━━ Available data

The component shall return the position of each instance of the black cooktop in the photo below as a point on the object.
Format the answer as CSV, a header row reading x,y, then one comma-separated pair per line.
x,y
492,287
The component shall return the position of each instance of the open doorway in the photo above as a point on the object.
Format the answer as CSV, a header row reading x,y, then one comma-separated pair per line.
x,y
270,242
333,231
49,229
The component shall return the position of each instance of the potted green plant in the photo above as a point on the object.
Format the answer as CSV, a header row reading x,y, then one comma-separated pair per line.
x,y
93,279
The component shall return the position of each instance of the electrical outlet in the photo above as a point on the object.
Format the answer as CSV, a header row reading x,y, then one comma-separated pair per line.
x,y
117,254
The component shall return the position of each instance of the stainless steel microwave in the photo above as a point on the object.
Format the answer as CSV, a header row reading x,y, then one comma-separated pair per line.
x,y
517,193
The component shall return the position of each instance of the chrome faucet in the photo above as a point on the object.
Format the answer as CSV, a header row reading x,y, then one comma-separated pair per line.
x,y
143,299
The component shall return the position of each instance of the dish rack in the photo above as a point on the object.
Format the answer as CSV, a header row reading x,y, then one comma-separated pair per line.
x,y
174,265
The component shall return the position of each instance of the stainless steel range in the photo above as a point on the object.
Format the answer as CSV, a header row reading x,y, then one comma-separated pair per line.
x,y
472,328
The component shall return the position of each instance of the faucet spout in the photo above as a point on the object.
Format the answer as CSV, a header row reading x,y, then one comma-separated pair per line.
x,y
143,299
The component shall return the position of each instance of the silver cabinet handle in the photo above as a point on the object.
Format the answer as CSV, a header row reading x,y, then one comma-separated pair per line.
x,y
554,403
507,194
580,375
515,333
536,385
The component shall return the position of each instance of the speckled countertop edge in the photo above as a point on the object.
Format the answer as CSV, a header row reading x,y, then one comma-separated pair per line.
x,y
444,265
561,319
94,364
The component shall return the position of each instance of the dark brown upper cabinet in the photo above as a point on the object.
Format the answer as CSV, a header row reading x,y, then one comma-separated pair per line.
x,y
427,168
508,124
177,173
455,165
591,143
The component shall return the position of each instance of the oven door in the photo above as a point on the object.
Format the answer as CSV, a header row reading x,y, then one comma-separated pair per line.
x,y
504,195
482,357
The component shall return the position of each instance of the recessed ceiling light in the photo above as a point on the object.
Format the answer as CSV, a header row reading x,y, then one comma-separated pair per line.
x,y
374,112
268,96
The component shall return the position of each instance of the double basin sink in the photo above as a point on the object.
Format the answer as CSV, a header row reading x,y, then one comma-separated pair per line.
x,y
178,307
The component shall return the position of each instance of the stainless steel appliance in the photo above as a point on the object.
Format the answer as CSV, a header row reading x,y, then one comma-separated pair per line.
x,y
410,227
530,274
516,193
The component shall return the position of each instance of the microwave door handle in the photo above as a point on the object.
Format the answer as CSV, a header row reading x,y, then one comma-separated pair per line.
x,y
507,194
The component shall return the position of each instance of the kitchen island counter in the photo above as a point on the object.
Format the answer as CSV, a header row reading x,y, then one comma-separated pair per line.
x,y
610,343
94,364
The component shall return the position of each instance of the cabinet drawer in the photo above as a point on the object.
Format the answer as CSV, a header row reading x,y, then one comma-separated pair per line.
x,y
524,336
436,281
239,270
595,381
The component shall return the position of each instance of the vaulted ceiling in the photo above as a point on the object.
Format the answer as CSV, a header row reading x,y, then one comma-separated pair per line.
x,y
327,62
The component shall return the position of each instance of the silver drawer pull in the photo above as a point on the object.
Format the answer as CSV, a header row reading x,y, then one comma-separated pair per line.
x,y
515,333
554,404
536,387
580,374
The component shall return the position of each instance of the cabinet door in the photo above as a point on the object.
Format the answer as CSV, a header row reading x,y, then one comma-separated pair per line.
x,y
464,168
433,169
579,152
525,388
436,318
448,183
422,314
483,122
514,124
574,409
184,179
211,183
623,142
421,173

━━━━

_Given problem_
Reproduce the lines above as a numbered list, omitting any blank lines.

_Complete answer_
1. The component shall return the position of each instance of the black cooktop in the photo below as a point on the object.
2. Format the answer as CSV, a header row reading x,y, then one comma-separated pair per line.
3. x,y
4. 492,287
5. The component shall return the position of each instance of the open doorway in the photo above as a point on the object.
6. Format the answer as CSV, a header row reading x,y, then one comma-separated pair per line.
7. x,y
8. 270,242
9. 333,231
10. 49,229
11. The component shall return the position of each instance of the potted green plant in the photo above as a point on the object.
12. Format the answer as CSV, a header row reading x,y, then one comma-separated pair per line.
13. x,y
14. 93,279
15. The component shall return the position of each instance of the electrical outlet in the photo above as a point on the object.
16. Format the answer as CSV, a header row reading x,y, then one comma-separated pair per line.
17. x,y
18. 117,254
19. The component shall return the position of each instance of the stainless steel microwave in the photo above as a point on the object.
20. Format the answer as CSV, a header row reading x,y, then one comma-separated pair per line.
21. x,y
22. 517,193
23. The component shall return the position of each instance of the chrome faucet in the photo above as a point on the object.
24. Format the answer as CSV, a header row reading x,y, then one comma-separated pair per line.
25. x,y
26. 143,299
27. The component shall return the position of each instance of the dish rack in the photo above as a point on the object.
28. Format the answer as CSV, a header row reading x,y, then one comma-separated pair per line.
29. x,y
30. 174,265
31. The component shall return the position of each instance of the stainless steel range in the photo above as a point on the object.
32. Format the answer as CSV, a header row reading x,y, then one comma-separated pair per line.
33. x,y
34. 472,328
35. The component shall return the position of each instance of the faucet spout in the photo above as a point on the object.
36. Format the answer as CSV, a header row reading x,y, then one comma-separated pair per line.
37. x,y
38. 143,299
39. The component shall return the position of each instance of the silver cabinet handle in the photo above as a point on the object.
40. Format the answer as CSV, a header row reading x,y, then one comma-separated pair per line.
41. x,y
42. 554,403
43. 507,194
44. 580,375
45. 515,333
46. 536,385
47. The component shall return the position of each instance of the speckled countertop edge in the photo above as a point on the object.
48. Format the answer as CSV, a header row reading x,y, then one comma-separated pair per line.
49. x,y
50. 444,265
51. 561,319
52. 94,364
53. The component shall return the position of each instance of the dark brown upper cabinet in the photo above as a point on the object.
54. Format the answer as CSV, a header row reading x,y, then one comma-separated pair per line.
55. x,y
56. 427,168
57. 508,124
58. 177,173
59. 455,165
60. 591,143
61. The component shall return the position of each instance of the oven door in the photo above as a point on the object.
62. Format the answer as CSV, a header row reading x,y, then one comma-separated pair per line.
63. x,y
64. 504,195
65. 482,357
66. The component shall return the position of each instance of the recessed ceiling light in the photo above as a point on the object.
67. Format the answer as CSV, a header row reading x,y, then one comma-separated pair per line.
68. x,y
69. 374,112
70. 268,96
71. The component shall return the position of each instance of the double basin sink in the photo above as a point on the object.
72. Format the answer as CSV, a header row reading x,y, then one comma-separated pair per line.
73. x,y
74. 178,307
75. The component shall return the position of each instance of the stainless steel appliance in the photo above as a point on the object.
76. Format the answer as CSV, a header row reading x,y, then one comma-separated pair per line.
77. x,y
78. 410,227
79. 530,274
80. 516,193
81. The component shall return the position of each instance of the microwave door handle in the photo above as a point on the object.
82. Format the answer as CSV, a header row reading x,y, then one comma-separated pair per line.
83. x,y
84. 507,194
85. The component shall return the position of each instance of the kitchen island counter in the photo above as a point on the object.
86. Format the answer as CSV, a header row reading x,y, then one comma-separated pair per line.
87. x,y
88. 610,343
89. 94,364
90. The component shall return the position of each instance of the cabinet drawer in the photo above as a point on the object.
91. Format the answer as CSV, a header row reading x,y, then one comma-separated pair per line.
92. x,y
93. 524,336
94. 436,281
95. 239,270
96. 595,381
97. The component shall return the position of each instance of the vaulted ceiling in the photo above as a point on the object.
98. Format the answer as CSV, a header row reading x,y, then one comma-separated pair per line.
99. x,y
100. 327,62
101. The component shall return the position of each instance of the silver drawer pull in the photo above as a point on the object.
102. Format the answer as CSV, a header row reading x,y, then one comma-separated pair per line.
103. x,y
104. 515,333
105. 554,404
106. 536,387
107. 580,374
108. The component shall return the position of each instance of the cabinet door in the photo above as a point on the object.
109. Format the answer as CSV, a header row reading x,y, then one comma-separated pair per line.
110. x,y
111. 464,168
112. 433,169
113. 579,152
114. 525,388
115. 436,318
116. 448,183
117. 422,314
118. 483,122
119. 514,124
120. 574,409
121. 184,179
122. 211,183
123. 623,142
124. 421,173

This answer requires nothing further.